- Opening Delimiter -

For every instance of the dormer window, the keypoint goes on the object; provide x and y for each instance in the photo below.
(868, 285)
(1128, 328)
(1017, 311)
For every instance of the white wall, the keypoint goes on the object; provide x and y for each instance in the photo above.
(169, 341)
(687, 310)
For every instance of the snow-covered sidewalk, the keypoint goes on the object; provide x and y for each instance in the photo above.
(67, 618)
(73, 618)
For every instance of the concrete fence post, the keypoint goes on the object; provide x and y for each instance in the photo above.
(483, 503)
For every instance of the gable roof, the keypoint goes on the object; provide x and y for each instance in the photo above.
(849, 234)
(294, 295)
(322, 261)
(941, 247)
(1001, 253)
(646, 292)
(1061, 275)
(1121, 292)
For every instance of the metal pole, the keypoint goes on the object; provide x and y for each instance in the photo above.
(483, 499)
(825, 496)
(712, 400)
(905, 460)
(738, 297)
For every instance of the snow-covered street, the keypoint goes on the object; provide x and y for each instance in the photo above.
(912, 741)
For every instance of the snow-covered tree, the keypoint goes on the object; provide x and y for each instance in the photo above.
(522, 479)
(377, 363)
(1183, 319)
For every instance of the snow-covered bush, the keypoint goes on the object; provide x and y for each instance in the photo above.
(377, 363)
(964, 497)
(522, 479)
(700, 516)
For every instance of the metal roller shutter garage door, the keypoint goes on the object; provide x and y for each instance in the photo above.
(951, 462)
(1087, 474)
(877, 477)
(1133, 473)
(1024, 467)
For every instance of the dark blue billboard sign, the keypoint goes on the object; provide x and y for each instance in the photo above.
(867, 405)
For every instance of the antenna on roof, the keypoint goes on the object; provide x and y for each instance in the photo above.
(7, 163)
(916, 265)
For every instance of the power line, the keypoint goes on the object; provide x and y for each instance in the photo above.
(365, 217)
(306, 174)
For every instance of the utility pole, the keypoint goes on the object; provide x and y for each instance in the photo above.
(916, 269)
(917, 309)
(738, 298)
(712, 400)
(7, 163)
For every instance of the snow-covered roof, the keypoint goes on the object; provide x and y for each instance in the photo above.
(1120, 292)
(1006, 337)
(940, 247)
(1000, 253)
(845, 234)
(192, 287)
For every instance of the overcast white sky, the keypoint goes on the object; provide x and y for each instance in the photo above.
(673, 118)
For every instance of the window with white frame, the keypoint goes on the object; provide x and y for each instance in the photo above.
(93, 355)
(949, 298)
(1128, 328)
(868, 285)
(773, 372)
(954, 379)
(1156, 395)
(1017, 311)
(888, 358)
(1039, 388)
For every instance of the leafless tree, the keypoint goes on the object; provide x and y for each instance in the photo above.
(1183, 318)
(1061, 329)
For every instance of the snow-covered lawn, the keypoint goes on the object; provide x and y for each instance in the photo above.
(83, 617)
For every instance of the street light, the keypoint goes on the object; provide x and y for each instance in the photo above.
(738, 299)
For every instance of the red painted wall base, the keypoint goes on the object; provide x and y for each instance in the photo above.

- Closing Delimiter -

Work instruction -
All of the material should be written out again exactly.

Worked solution -
For every instance of the dormer window, the keypoint goes on the object; provide x and y for each instance in the photo below.
(868, 285)
(1128, 328)
(1017, 311)
For every instance of the white wall, the keypoint goes on the object; provide x and y for each instance in the photo above.
(169, 341)
(687, 310)
For every instance of the snow-covered sidewalk, the keypoint goes on the object; provide x and y for each instance in the photo above.
(67, 618)
(73, 618)
For every instance of the concrete fence post, the keypoint goes on the object; provide x and y for each instance in the photo above.
(483, 503)
For every instance of the gable roof, the keypoint goes on the object; provide x and y for each instance in the photo above.
(849, 234)
(294, 295)
(322, 261)
(941, 247)
(1001, 253)
(646, 292)
(1061, 275)
(1121, 292)
For every instance of the metal pole, the keypoint goes on the object; provide x and y for each instance in the photo above.
(483, 499)
(825, 496)
(712, 400)
(905, 460)
(738, 297)
For every instance of the snow-covered street, the keypoint goes on the object; provide x and y for each instance in the photo above.
(912, 741)
For every instance of the snow-covered tree, the keypoint goes on the object; provide x and y for each instance in the photo above.
(522, 479)
(377, 363)
(1183, 319)
For every instance of the snow-covered bush, the keypoint goes on the object; provide x and y for each instance in the photo above.
(377, 363)
(964, 497)
(522, 479)
(700, 516)
For every instance of the metal roller shutter garage door, the keypoint goes on the object; provide x and y for each instance in the photo above.
(951, 462)
(1087, 474)
(877, 477)
(1133, 473)
(1024, 467)
For every instance of the dark blue billboard sign, the keypoint goes on the object; provide x and y for each instance in the photo above.
(867, 405)
For every instance of the antenna on roof, the keypoint goes on the object; provide x and y for each instance in the photo above.
(7, 163)
(916, 265)
For every instance of the power line, the keypoint goes on the object; provide x and y for each instance in the photo above.
(365, 217)
(306, 174)
For every instance of the utility pole, the keypoint goes on the object; provide x and y for each instance in the photo above.
(916, 269)
(917, 309)
(738, 298)
(712, 400)
(7, 163)
For every instance of the snow-covered roof, the keypoint goes on the object; provide x and y for each instance in the photo above.
(1120, 292)
(1006, 337)
(940, 247)
(1000, 253)
(845, 234)
(192, 287)
For every instance of the overcast white sky, the keypoint goes on the object; provide x and y for each instance in the photo above.
(673, 118)
For every instance of the window with white frame, the keypoint goes on the object; provide x and y for each instance in the photo above.
(93, 355)
(949, 298)
(1128, 328)
(868, 285)
(773, 372)
(954, 379)
(1156, 395)
(1017, 311)
(888, 358)
(1039, 388)
For every instance of the leafless tree, the keypoint goes on the object; provide x and y for each instance in the photo above.
(1183, 318)
(1061, 329)
For every instance of the snow-covered lawn, the keypoint goes on the object; provide x and y for each instance in the photo above.
(83, 617)
For every instance of the street light, the keypoint goes on the object; provide x and y for each instance in the photo above.
(738, 299)
For every instance of the red painted wall base, the keypoint goes on the object; provide x and y for each instance in the photo above.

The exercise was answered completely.